* Record excerpts
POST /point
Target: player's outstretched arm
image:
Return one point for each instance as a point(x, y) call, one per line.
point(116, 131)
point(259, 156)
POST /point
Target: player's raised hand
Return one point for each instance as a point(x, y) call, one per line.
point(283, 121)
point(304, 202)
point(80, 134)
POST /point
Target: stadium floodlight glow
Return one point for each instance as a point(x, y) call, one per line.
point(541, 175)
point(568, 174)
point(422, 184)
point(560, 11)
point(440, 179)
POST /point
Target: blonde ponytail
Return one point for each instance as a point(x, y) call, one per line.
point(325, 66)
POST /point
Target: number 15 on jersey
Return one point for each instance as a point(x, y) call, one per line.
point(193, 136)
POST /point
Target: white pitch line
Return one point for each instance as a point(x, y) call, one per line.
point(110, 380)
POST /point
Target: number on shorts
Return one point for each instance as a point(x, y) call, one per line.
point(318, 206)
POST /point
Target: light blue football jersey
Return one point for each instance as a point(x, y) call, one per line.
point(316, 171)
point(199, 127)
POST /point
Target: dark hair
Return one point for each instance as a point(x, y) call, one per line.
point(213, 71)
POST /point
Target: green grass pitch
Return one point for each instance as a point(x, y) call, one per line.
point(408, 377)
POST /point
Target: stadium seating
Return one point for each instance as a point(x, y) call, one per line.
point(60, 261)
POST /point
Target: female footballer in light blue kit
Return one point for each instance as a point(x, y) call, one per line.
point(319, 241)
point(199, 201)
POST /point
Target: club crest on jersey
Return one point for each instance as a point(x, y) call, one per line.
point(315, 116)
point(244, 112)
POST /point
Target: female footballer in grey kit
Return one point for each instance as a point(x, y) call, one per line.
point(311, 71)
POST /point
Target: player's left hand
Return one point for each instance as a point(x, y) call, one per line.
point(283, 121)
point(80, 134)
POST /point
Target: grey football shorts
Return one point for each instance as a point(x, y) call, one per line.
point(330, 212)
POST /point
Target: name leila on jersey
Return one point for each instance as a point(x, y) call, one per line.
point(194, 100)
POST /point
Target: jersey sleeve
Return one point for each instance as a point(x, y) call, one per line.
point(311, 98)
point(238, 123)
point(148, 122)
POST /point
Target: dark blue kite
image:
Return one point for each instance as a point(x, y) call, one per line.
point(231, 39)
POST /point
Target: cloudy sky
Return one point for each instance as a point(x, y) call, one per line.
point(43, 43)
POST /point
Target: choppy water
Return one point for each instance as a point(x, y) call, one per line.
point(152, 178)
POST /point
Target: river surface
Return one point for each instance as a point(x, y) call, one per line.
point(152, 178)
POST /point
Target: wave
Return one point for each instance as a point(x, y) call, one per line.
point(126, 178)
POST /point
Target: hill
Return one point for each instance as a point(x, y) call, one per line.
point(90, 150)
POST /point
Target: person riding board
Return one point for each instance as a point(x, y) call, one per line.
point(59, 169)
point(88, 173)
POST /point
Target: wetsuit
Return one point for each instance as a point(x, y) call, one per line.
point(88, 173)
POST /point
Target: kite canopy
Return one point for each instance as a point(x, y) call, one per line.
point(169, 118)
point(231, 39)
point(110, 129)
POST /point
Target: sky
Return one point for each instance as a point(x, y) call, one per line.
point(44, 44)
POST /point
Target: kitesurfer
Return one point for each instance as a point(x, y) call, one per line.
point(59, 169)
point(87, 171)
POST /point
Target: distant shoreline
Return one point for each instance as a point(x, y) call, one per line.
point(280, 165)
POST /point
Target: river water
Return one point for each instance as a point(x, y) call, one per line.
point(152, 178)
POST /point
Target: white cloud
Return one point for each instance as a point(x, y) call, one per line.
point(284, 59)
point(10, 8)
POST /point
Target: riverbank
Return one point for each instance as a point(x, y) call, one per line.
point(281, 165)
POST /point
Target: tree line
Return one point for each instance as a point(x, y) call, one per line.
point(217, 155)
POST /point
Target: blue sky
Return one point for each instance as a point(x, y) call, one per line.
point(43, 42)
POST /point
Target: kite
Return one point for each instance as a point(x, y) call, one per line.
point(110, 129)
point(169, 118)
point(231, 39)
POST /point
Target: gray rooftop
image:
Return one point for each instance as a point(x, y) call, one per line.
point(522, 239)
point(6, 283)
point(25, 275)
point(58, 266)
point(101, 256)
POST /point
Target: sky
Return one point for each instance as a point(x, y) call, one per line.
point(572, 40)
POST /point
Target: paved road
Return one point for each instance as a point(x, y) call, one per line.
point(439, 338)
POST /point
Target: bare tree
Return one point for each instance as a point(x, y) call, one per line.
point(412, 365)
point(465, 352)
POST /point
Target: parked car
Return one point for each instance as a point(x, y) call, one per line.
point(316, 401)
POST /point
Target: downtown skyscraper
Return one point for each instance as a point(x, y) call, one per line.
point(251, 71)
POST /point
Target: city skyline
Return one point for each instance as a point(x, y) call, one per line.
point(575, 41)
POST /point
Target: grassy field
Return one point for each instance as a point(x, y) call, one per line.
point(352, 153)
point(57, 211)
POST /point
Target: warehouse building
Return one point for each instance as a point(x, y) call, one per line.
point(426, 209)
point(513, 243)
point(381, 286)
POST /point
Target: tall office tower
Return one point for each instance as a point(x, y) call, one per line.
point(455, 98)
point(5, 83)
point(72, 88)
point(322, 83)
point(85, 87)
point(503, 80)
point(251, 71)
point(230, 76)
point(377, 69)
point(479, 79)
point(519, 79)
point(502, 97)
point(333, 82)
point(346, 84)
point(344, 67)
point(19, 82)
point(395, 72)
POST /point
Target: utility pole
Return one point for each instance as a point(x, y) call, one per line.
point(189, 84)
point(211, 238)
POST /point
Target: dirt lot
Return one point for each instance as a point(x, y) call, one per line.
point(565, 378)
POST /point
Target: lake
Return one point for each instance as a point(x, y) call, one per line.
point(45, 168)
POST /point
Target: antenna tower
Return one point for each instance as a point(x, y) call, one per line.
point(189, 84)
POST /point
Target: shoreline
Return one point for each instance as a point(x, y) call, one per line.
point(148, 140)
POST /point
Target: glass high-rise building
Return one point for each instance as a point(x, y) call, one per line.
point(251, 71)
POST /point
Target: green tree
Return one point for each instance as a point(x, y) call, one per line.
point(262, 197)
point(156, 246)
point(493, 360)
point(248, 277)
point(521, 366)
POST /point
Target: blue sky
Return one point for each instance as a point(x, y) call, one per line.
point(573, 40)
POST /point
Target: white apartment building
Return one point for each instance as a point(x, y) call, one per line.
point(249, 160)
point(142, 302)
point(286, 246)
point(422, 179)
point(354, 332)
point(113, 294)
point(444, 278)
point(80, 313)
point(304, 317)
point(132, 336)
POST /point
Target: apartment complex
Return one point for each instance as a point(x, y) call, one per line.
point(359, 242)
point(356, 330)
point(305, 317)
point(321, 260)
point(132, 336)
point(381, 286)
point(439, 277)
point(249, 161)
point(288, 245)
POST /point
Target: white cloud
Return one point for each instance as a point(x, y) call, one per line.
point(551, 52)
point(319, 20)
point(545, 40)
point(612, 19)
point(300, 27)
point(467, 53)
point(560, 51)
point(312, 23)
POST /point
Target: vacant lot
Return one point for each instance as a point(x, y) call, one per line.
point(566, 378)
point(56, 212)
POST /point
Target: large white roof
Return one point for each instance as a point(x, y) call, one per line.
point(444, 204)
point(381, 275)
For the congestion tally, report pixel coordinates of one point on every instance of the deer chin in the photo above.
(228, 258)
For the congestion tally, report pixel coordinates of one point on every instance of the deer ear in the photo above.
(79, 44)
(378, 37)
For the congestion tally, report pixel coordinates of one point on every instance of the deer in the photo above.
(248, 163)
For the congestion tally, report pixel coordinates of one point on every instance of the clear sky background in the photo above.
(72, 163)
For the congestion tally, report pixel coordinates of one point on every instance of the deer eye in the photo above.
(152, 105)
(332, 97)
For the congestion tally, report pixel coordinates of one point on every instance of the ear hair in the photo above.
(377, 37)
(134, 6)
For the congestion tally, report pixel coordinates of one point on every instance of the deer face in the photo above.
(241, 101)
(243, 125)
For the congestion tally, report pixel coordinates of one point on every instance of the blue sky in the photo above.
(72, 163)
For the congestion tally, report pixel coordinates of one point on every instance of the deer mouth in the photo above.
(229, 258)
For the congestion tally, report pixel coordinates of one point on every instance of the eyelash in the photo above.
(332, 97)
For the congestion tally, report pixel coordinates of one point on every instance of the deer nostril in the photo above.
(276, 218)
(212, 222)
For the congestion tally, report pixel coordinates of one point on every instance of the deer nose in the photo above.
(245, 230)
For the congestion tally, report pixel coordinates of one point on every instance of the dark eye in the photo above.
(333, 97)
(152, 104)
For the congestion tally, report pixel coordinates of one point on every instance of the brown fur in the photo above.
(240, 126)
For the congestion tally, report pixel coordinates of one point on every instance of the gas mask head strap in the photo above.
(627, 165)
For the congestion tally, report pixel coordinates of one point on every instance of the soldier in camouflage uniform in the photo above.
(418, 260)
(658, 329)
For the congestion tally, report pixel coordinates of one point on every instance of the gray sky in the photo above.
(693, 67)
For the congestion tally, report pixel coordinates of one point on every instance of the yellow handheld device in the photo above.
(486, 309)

* What this task involves
Whichever lines of the material hold the word "pitch", find and copy them.

* Solution to this problem
Target: white pitch line
Target: green grass pitch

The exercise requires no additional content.